▸ **Input data**:

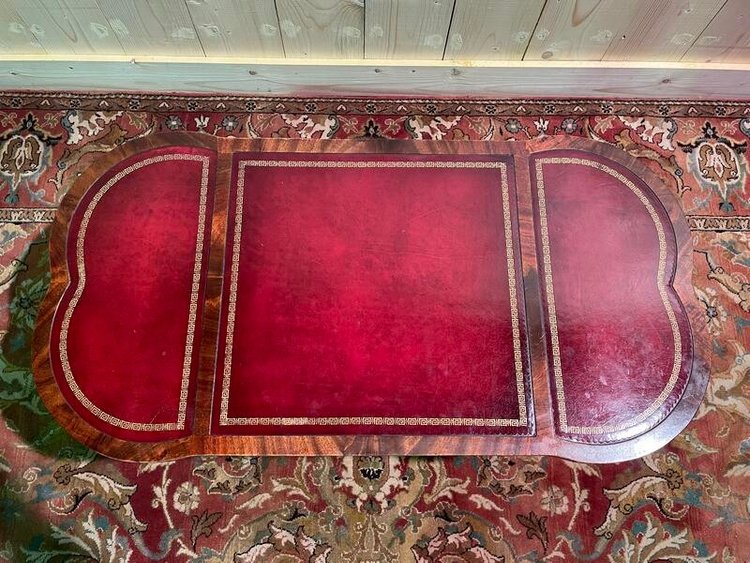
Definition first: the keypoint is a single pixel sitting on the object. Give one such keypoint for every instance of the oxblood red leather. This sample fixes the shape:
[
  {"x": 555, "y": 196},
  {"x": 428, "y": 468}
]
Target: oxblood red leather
[
  {"x": 369, "y": 293},
  {"x": 623, "y": 339},
  {"x": 204, "y": 293},
  {"x": 127, "y": 331}
]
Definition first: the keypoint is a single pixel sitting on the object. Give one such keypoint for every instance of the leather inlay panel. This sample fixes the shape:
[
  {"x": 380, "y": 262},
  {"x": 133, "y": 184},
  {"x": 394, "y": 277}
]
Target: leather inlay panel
[
  {"x": 370, "y": 284},
  {"x": 619, "y": 340},
  {"x": 127, "y": 343},
  {"x": 228, "y": 296}
]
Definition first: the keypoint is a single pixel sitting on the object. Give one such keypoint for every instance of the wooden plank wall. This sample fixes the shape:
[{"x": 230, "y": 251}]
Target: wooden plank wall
[{"x": 459, "y": 30}]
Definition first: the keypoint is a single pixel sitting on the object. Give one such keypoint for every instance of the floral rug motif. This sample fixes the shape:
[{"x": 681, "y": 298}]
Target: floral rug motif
[{"x": 688, "y": 502}]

▸ **What the exercise asks**:
Would you copy out all the data exactly, without the images?

▸ **The completed task**:
Definition first: the keypoint is a single pixel sitting on the object. Give one such keypoint for every instance of the oxblood red leather. This sample fixes the shape:
[
  {"x": 555, "y": 196},
  {"x": 428, "y": 468}
]
Target: oxblood red leather
[
  {"x": 369, "y": 293},
  {"x": 623, "y": 339},
  {"x": 204, "y": 293},
  {"x": 127, "y": 331}
]
Definition first: the keypoint is a single pixel sitting on the object. Give one such keypoint for every instance of the leather inlay panel. This sample fixes the shape:
[
  {"x": 380, "y": 262},
  {"x": 133, "y": 184},
  {"x": 394, "y": 277}
]
Target: leather inlay panel
[
  {"x": 370, "y": 284},
  {"x": 619, "y": 340},
  {"x": 127, "y": 343},
  {"x": 228, "y": 296}
]
Definition first: the keypoint is a single pixel sitting on the object. Give one such keypoint for every instance of the wooden plank wall. This sample fixes the shape:
[{"x": 230, "y": 251}]
Target: wooden plank wall
[{"x": 459, "y": 30}]
Definition first: the keypoint is a single pixel sitting on the object. Give one such keypoint for every instance of the floral rug motif. This sample fixes the shape:
[{"x": 681, "y": 298}]
Target: floral rug motif
[{"x": 688, "y": 502}]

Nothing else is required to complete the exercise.